Requirements
Reproduce all of the rows below, changing "Target" to "Object" wherever it occurs and keeping everything else identical. Leave the pictures out.

(Position identification records)
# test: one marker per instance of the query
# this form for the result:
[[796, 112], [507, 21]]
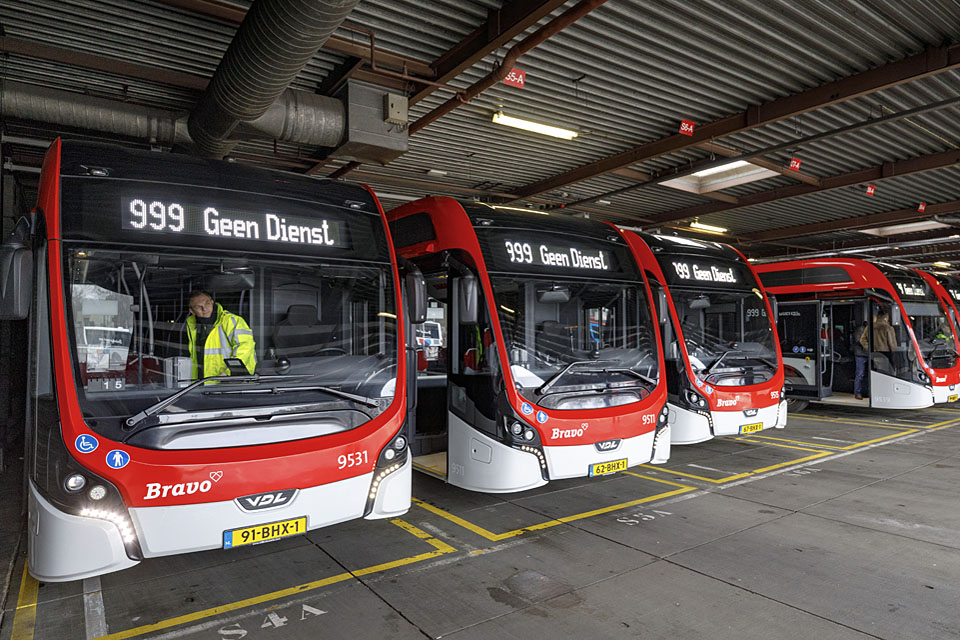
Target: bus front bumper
[[690, 427]]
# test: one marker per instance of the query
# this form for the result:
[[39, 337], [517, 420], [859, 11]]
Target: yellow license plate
[[604, 468], [264, 532]]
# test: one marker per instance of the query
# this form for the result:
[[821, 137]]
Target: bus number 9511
[[352, 459]]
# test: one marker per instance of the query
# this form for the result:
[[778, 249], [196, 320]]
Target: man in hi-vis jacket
[[219, 334]]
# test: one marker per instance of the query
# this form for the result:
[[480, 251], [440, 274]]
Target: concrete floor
[[843, 525]]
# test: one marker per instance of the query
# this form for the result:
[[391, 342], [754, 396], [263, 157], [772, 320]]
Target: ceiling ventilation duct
[[953, 221], [274, 42]]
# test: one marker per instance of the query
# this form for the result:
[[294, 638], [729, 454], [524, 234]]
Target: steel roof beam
[[884, 219], [872, 174], [502, 26], [922, 65]]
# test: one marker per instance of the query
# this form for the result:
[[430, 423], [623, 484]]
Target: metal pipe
[[543, 33], [275, 41], [537, 37]]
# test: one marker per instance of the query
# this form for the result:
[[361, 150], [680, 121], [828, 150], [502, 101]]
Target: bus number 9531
[[352, 459]]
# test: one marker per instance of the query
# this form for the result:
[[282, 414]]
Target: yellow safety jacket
[[229, 337]]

Reply
# test: one marker per instance of the query
# this form for the result:
[[796, 112], [507, 21]]
Object: bus front bumper
[[690, 427]]
# test: one marker per instance of the query
# this form for the result:
[[39, 337], [517, 420], [859, 11]]
Object: yellow license plate
[[604, 468], [264, 532]]
# test: one marker per instance of the query
# this form for the result:
[[821, 137]]
Object: bus number 9511
[[352, 459]]
# test: one marker per instance of the query
# this form for the result:
[[778, 249], [196, 320]]
Object: man in hi-vis jacket
[[219, 334]]
# test: one marker per instance of the query
# this form for the result:
[[480, 251], [440, 274]]
Object: concrete floor
[[843, 525]]
# test: one marker per instance of the query
# this form for the result:
[[391, 342], [754, 396], [263, 157], [772, 320]]
Object: ceiling ventilation duct
[[953, 221], [274, 42]]
# test: one marker per instance of the query
# this form for the result:
[[294, 638], [729, 454], [524, 234]]
Object: steel roof beam
[[884, 219], [872, 174], [502, 26], [922, 65]]
# test: one marker per instance of the query
# this form for the result:
[[430, 423], [623, 484]]
Object: metal pipe
[[543, 33], [275, 41], [537, 37]]
# test: one marker per instance of the query
# this form for the result:
[[361, 150], [680, 121], [828, 150], [502, 101]]
Object: bus number 9531
[[352, 459]]
# test: one marker per instance of the query
# this form for the result:
[[282, 414]]
Object: yellow safety jacket
[[229, 337]]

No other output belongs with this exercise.